» Work task 1: According to the Zika news story, how many Zika cases were there in Texas?
» Work task 2: Please carry on writing the Zika news story, starting after its final sentence.

Gulf Coast Regional Blood Center now screening donated blood for Zika virus

- Only a hand full of states here in the U.S. have not reported cases of the Zika virus according to the centers for disease control.  A news conference was held here in Houston today calling the Zika outbreak an epidemic that needs to be stopped. 

So what’s the plan? 

The Gulf Coast Regional Blood Center is now screening donated blood for the Zika virus. Congresswoman Sheila Jackson Lee and Mayor Sylvester Turner are coming together to stop the Zika virus before it spreads any further.
                        
“The Zika virus is here in the United States,” says the Congresswoman. 

In fact, a map from the Centers For Disease Control puts it in perspective.  Nearly every state in America has been hit by the Zika virus with 114 cases in in New York, 109 in Florida, 44 in California and 35 in Texas.

“There are confirmed cases of Zika virus that include 279 pregnant women.  This number is double the number of cases a week ago,” adds Congresswoman Jackson Lee.  Zika is so dangerous for pregnant women because it destroys a baby's ability to grow a brain, causing the skull to collapse. 

“Remember also the brains of infants, children in their first year of life are also growing and developing.  What's going to be the effect of Zika virus on those children?  We just may be at the very beginning of a truly catastrophic situation,” explains Baylor College of Medicine Dr. Peter Jay Hotez.  

According to the CDC 10 people in the U.S. contracted Zika sexually, the others were infected while traveling.  To keep the disease from spreading to mosquitoes locally, public health professionals say we need to attack the insect where it breeds.

”Empty the standing water around houses.  Those little mosquitoes can breed in as little as a quarter of an inch of water,” adds Dr. Julie Graves with the Texas Department of State Health Services.

» The data:
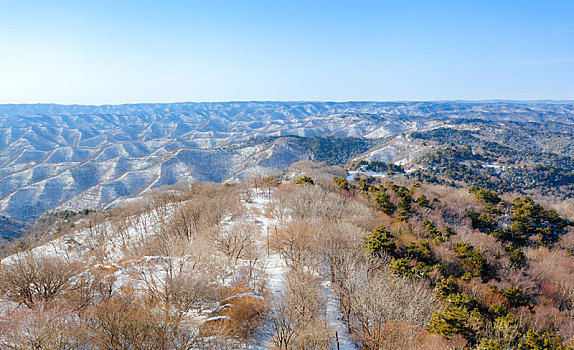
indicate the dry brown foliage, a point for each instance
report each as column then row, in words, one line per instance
column 29, row 279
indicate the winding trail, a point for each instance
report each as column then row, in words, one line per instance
column 276, row 270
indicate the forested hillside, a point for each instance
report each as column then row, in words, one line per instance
column 298, row 260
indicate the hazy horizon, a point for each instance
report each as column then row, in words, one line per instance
column 107, row 52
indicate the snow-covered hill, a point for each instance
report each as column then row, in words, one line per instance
column 74, row 157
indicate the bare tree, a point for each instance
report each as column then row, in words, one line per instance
column 33, row 278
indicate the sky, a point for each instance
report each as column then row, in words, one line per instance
column 112, row 52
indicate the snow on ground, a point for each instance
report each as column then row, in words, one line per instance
column 276, row 270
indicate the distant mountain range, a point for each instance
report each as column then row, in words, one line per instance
column 56, row 157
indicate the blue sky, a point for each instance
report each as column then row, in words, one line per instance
column 96, row 52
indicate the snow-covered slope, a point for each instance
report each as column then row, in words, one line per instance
column 74, row 157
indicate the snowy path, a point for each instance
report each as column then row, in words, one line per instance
column 276, row 270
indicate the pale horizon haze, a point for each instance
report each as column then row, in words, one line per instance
column 115, row 52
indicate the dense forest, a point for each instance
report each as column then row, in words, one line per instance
column 298, row 261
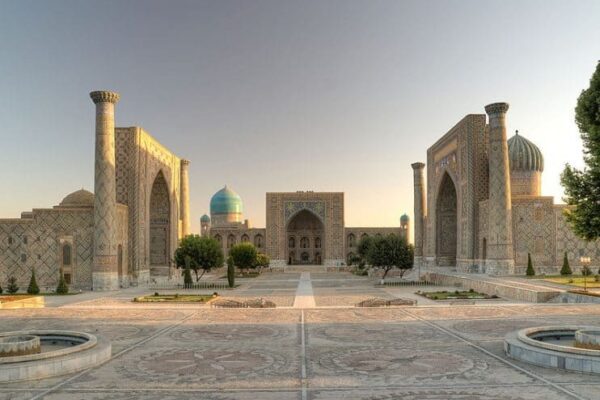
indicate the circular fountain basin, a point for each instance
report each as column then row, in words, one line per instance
column 61, row 352
column 553, row 347
column 19, row 345
column 588, row 339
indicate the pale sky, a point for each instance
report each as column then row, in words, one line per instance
column 270, row 96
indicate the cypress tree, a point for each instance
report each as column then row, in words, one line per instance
column 530, row 271
column 187, row 274
column 33, row 287
column 566, row 269
column 582, row 187
column 12, row 287
column 230, row 272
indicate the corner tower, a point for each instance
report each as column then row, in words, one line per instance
column 104, row 271
column 500, row 256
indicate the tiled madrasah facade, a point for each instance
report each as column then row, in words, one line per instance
column 481, row 208
column 122, row 235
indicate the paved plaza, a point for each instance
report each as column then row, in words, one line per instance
column 315, row 345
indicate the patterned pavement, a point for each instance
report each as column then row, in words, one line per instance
column 415, row 353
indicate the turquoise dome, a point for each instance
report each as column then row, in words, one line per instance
column 523, row 155
column 226, row 201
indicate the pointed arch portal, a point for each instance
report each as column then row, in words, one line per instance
column 307, row 226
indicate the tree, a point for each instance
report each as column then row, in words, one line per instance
column 12, row 287
column 388, row 252
column 262, row 261
column 566, row 269
column 582, row 187
column 62, row 287
column 204, row 252
column 230, row 272
column 33, row 287
column 362, row 248
column 530, row 271
column 187, row 274
column 243, row 255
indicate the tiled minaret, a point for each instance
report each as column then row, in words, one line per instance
column 185, row 198
column 419, row 183
column 104, row 273
column 500, row 256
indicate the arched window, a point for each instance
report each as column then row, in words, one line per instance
column 351, row 240
column 67, row 256
column 230, row 241
column 304, row 243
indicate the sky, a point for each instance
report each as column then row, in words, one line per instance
column 270, row 96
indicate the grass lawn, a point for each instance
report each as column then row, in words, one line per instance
column 577, row 280
column 176, row 298
column 456, row 295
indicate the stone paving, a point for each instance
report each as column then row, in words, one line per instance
column 424, row 352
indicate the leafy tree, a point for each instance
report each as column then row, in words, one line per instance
column 582, row 187
column 12, row 287
column 389, row 252
column 566, row 269
column 204, row 253
column 530, row 271
column 230, row 272
column 243, row 255
column 262, row 260
column 187, row 274
column 586, row 271
column 62, row 287
column 33, row 287
column 362, row 248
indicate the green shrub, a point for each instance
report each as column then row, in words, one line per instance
column 62, row 287
column 12, row 287
column 187, row 273
column 566, row 269
column 530, row 271
column 230, row 272
column 33, row 287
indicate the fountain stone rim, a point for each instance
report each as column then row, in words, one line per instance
column 89, row 342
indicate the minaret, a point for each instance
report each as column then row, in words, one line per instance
column 500, row 256
column 105, row 275
column 185, row 198
column 419, row 188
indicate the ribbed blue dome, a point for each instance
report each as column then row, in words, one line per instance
column 226, row 201
column 523, row 155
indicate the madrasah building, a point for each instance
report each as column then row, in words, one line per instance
column 302, row 227
column 481, row 208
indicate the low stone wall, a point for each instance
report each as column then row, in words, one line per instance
column 501, row 289
column 25, row 302
column 574, row 298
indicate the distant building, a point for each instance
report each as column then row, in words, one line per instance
column 481, row 209
column 124, row 234
column 302, row 227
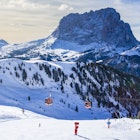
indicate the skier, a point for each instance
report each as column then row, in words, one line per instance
column 76, row 127
column 108, row 123
column 23, row 110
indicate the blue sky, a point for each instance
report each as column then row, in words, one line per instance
column 26, row 20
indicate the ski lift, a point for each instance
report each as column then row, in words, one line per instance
column 87, row 103
column 49, row 101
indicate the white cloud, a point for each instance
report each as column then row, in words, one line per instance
column 64, row 7
column 22, row 5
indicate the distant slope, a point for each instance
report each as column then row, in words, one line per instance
column 31, row 126
column 92, row 36
column 26, row 84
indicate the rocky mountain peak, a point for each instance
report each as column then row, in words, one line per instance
column 3, row 42
column 102, row 25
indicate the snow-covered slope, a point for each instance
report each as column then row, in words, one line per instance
column 92, row 36
column 28, row 126
column 3, row 43
column 26, row 84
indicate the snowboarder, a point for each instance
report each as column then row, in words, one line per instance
column 108, row 123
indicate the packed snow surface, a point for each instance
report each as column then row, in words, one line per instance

» Answer space 1: 35 cases.

» Answer space 2:
Cities on the Gulf Coast are said to be at greater risk of mosquitos becoming infected.  “That means urban areas such as Houston, Galveston, Corpus Christi, New Orleans, Biloxi, Mobile, Tampa,” says Dr. Hotez.

Many erroneously believe this is a poor person's problem.

”Because of the poverty component, the discarded tires, the dumping, the absent window screens” explains Hotez. 

“Just like AIDS/HIV was received at one time as only effecting one group.  If we have that same or similar response then we're going to wake up and be very disappointed,” says Houston Mayor Sylvester Turner.
             
Doctors say insect repellents that contain Deet offer the best protection from mosquito bites.
     
In addition to removing anything that holds water outside you're urged to be careful with fountains, aquariums and plants inside your house because the Zika carrying mosquito will breed inside homes.  This group is calling on congress to approve the president's $1.9 billion proposal to help with clean up efforts to fight Zika.
    
Congresswoman Sheila Jackson Lee plans to announce, this week, the members of a Zika virus task force.

Public health professionals say this type of mosquito is so difficult to fight because pesticides don’t necessarily work on them because the mosquito doesn't fly at night.  It’s what’s called a “daytime biter” and it isn’t ideal to spray during the day.